** start Given records **

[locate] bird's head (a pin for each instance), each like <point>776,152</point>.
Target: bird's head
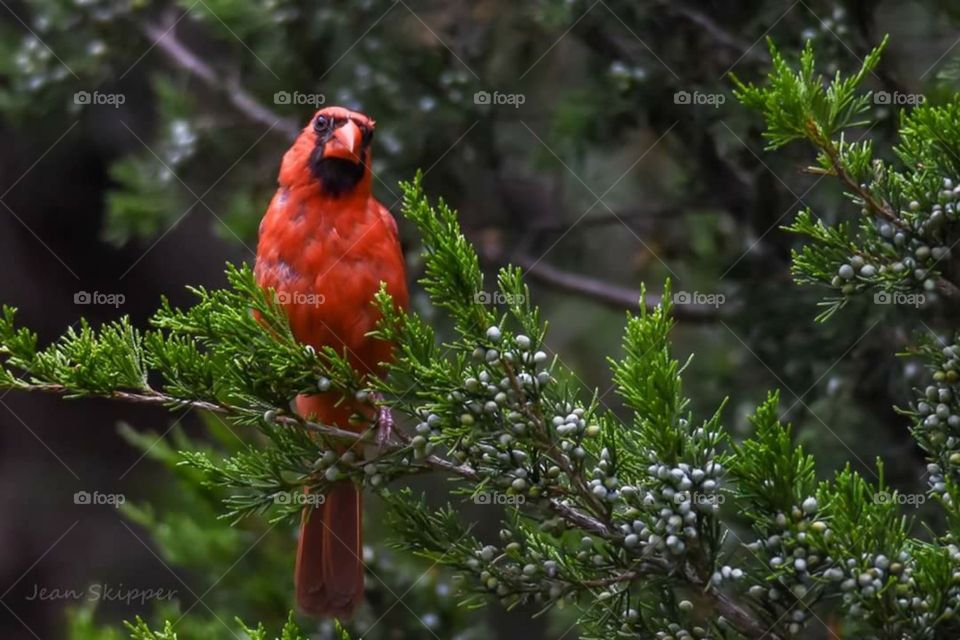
<point>333,150</point>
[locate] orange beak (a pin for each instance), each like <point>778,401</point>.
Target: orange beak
<point>344,143</point>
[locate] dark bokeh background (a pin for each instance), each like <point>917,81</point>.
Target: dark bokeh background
<point>604,178</point>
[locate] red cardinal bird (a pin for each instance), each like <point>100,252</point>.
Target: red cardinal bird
<point>325,246</point>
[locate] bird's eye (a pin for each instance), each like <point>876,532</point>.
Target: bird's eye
<point>321,124</point>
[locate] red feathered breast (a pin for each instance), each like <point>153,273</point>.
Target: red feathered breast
<point>325,258</point>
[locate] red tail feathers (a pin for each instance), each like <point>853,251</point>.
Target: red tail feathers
<point>329,573</point>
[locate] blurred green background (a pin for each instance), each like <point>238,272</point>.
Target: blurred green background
<point>595,143</point>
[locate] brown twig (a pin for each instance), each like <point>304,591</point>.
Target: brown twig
<point>166,40</point>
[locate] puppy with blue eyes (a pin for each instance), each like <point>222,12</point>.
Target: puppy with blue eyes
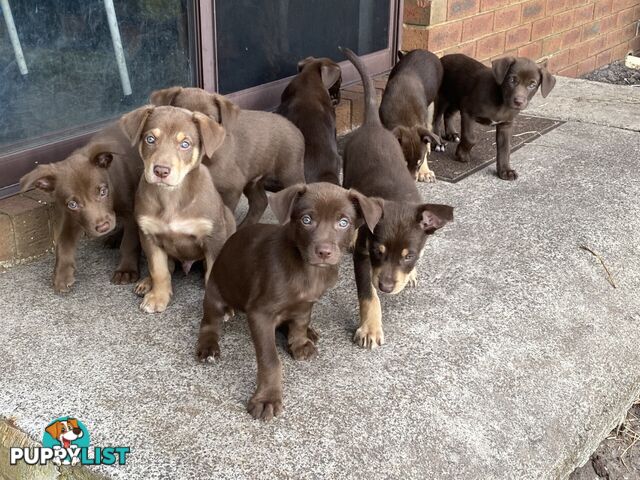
<point>275,274</point>
<point>179,211</point>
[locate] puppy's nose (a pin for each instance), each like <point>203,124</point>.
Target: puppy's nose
<point>323,251</point>
<point>161,171</point>
<point>102,227</point>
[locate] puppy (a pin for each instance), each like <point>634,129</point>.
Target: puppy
<point>178,209</point>
<point>261,150</point>
<point>386,257</point>
<point>308,104</point>
<point>490,96</point>
<point>407,108</point>
<point>92,188</point>
<point>275,273</point>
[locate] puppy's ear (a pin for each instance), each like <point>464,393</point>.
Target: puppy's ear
<point>164,96</point>
<point>431,217</point>
<point>55,429</point>
<point>282,203</point>
<point>500,68</point>
<point>42,177</point>
<point>547,81</point>
<point>369,208</point>
<point>133,123</point>
<point>227,111</point>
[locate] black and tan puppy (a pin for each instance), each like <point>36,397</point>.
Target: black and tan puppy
<point>407,108</point>
<point>275,273</point>
<point>179,211</point>
<point>385,258</point>
<point>93,188</point>
<point>490,96</point>
<point>307,102</point>
<point>261,150</point>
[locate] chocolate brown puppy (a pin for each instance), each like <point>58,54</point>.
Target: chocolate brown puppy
<point>386,257</point>
<point>308,104</point>
<point>275,273</point>
<point>407,108</point>
<point>178,209</point>
<point>261,150</point>
<point>93,188</point>
<point>490,96</point>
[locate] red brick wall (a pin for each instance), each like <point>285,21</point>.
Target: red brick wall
<point>576,36</point>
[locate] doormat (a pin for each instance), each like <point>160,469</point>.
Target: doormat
<point>525,130</point>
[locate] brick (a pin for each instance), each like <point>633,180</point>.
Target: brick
<point>602,8</point>
<point>625,17</point>
<point>586,66</point>
<point>490,46</point>
<point>562,21</point>
<point>478,26</point>
<point>571,37</point>
<point>533,50</point>
<point>532,10</point>
<point>583,15</point>
<point>462,8</point>
<point>518,36</point>
<point>444,36</point>
<point>507,18</point>
<point>417,12</point>
<point>551,44</point>
<point>542,28</point>
<point>486,5</point>
<point>31,225</point>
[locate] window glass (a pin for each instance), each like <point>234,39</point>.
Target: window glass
<point>261,41</point>
<point>68,63</point>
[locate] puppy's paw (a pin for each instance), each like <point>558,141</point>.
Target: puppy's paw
<point>265,406</point>
<point>369,336</point>
<point>155,302</point>
<point>508,174</point>
<point>303,351</point>
<point>124,276</point>
<point>143,287</point>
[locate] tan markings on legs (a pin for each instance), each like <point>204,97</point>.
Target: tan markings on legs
<point>370,334</point>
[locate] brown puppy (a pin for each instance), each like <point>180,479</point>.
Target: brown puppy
<point>386,257</point>
<point>407,108</point>
<point>92,188</point>
<point>491,96</point>
<point>276,273</point>
<point>261,150</point>
<point>308,104</point>
<point>178,209</point>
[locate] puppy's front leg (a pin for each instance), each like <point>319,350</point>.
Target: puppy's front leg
<point>66,244</point>
<point>369,334</point>
<point>127,271</point>
<point>266,402</point>
<point>157,299</point>
<point>503,141</point>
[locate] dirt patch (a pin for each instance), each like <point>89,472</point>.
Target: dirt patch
<point>617,73</point>
<point>618,455</point>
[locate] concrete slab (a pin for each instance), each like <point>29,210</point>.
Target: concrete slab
<point>591,102</point>
<point>512,358</point>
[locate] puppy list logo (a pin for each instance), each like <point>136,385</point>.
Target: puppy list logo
<point>66,442</point>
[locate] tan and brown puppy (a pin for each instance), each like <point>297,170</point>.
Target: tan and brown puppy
<point>92,188</point>
<point>261,150</point>
<point>178,209</point>
<point>275,273</point>
<point>308,101</point>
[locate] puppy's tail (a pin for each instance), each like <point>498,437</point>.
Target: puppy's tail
<point>371,115</point>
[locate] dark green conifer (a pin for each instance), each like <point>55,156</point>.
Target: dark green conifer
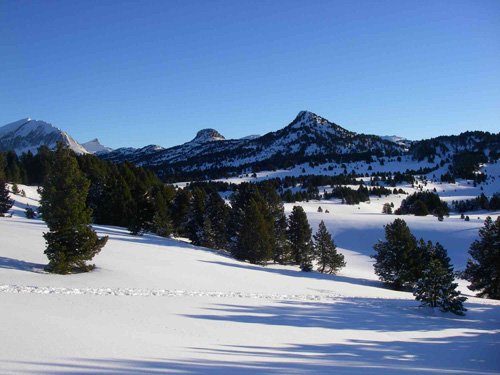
<point>325,251</point>
<point>483,266</point>
<point>436,288</point>
<point>398,261</point>
<point>299,234</point>
<point>5,201</point>
<point>255,240</point>
<point>71,242</point>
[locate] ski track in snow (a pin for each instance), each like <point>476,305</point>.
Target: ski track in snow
<point>134,292</point>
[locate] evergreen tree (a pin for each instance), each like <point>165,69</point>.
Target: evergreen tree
<point>282,250</point>
<point>196,216</point>
<point>325,251</point>
<point>180,211</point>
<point>29,213</point>
<point>255,240</point>
<point>299,234</point>
<point>398,261</point>
<point>161,222</point>
<point>3,164</point>
<point>5,201</point>
<point>215,222</point>
<point>142,219</point>
<point>483,266</point>
<point>436,289</point>
<point>71,242</point>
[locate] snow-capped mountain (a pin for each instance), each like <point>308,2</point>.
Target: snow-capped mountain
<point>308,137</point>
<point>207,135</point>
<point>94,147</point>
<point>28,135</point>
<point>397,139</point>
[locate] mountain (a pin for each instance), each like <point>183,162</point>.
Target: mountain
<point>398,140</point>
<point>94,147</point>
<point>308,138</point>
<point>28,135</point>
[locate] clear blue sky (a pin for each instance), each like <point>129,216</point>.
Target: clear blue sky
<point>134,73</point>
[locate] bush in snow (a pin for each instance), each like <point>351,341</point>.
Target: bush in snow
<point>299,234</point>
<point>398,259</point>
<point>71,242</point>
<point>483,268</point>
<point>29,213</point>
<point>5,201</point>
<point>325,251</point>
<point>435,287</point>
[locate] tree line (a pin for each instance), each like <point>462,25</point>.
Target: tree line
<point>405,263</point>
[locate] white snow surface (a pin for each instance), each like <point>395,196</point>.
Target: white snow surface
<point>156,305</point>
<point>94,147</point>
<point>28,135</point>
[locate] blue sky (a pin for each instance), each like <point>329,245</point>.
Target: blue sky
<point>134,73</point>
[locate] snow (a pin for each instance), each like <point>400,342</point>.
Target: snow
<point>28,135</point>
<point>94,146</point>
<point>156,305</point>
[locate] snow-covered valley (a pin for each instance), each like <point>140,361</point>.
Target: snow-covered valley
<point>156,305</point>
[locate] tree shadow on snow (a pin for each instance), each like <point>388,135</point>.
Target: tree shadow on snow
<point>464,345</point>
<point>21,265</point>
<point>297,273</point>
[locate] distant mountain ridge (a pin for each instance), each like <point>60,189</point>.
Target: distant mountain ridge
<point>28,135</point>
<point>309,138</point>
<point>95,147</point>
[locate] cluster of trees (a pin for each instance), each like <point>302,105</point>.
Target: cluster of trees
<point>423,267</point>
<point>255,228</point>
<point>466,165</point>
<point>422,204</point>
<point>71,241</point>
<point>479,203</point>
<point>483,266</point>
<point>403,262</point>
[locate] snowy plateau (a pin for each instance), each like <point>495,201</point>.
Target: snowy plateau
<point>156,305</point>
<point>162,305</point>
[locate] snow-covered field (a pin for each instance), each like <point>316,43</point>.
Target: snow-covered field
<point>157,305</point>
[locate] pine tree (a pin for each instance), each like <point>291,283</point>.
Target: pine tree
<point>255,240</point>
<point>387,209</point>
<point>215,221</point>
<point>71,242</point>
<point>398,261</point>
<point>325,251</point>
<point>5,201</point>
<point>299,234</point>
<point>282,250</point>
<point>483,266</point>
<point>162,223</point>
<point>29,213</point>
<point>180,211</point>
<point>436,289</point>
<point>196,216</point>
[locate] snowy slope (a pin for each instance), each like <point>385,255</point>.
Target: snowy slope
<point>28,135</point>
<point>157,305</point>
<point>307,135</point>
<point>94,147</point>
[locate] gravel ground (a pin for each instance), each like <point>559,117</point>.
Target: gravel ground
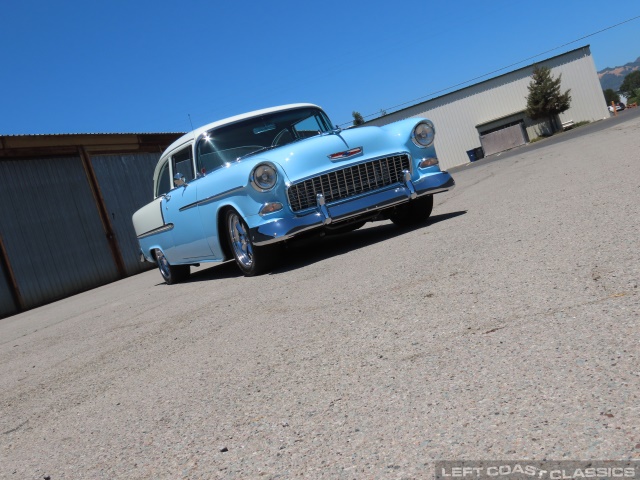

** end Given records **

**Exercise prompt**
Rewrite the rows starting at the beginning and ending at the line that contains "<point>166,40</point>", changing "background" to "backdrop" and leaving everything else as it is. Leave the pictures out of your answer.

**Reply**
[locate] bird's head (a pin for each instance), each like <point>776,152</point>.
Target: bird's head
<point>333,150</point>
[locate] orange beak (a pin for each instance), each like <point>778,401</point>.
Target: orange beak
<point>344,143</point>
[locate] dark bokeh backdrop (a pin for each instance), each like <point>917,81</point>.
Target: dark bokeh backdrop
<point>604,178</point>
[locate] red cardinal bird (a pin for each instance), each like <point>100,252</point>.
Target: red cardinal bird
<point>325,246</point>
[locate] bird's eye (a pin for each instance), each like <point>876,532</point>.
Target: bird's eye
<point>321,124</point>
[locate] red feathered breast (a pin for each instance), each like <point>153,273</point>.
Target: red feathered breast
<point>325,258</point>
[locate] red tail feathers (a pin for each instance), each like <point>853,251</point>.
Target: red tail feathers
<point>329,573</point>
[locate] blurred green backdrop (a pin for each instance), each like <point>238,272</point>.
Target: blurred green backdrop
<point>595,143</point>
[locate] brown twig (a pin for each instance), each like <point>304,591</point>.
Target: brown twig
<point>166,40</point>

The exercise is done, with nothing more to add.